> _Try it_
Work out how many lines in the data hold the string "like". Reply with only that number.
··· The records
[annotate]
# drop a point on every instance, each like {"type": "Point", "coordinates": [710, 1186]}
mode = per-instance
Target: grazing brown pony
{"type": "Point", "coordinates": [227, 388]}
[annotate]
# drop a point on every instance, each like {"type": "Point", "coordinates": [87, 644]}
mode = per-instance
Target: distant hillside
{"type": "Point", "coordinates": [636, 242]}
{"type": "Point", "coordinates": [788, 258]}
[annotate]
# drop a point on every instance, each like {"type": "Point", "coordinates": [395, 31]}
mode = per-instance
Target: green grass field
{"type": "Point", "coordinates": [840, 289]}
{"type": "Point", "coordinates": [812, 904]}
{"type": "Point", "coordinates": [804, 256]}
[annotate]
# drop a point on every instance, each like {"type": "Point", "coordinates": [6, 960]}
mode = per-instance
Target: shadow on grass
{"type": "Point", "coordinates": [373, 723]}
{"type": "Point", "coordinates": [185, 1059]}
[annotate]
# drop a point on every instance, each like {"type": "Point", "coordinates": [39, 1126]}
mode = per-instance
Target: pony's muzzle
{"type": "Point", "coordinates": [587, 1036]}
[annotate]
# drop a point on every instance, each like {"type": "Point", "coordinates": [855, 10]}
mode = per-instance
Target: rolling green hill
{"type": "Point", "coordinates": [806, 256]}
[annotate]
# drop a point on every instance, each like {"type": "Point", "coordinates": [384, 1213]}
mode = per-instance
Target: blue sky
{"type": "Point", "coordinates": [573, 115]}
······
> _Answer space_
7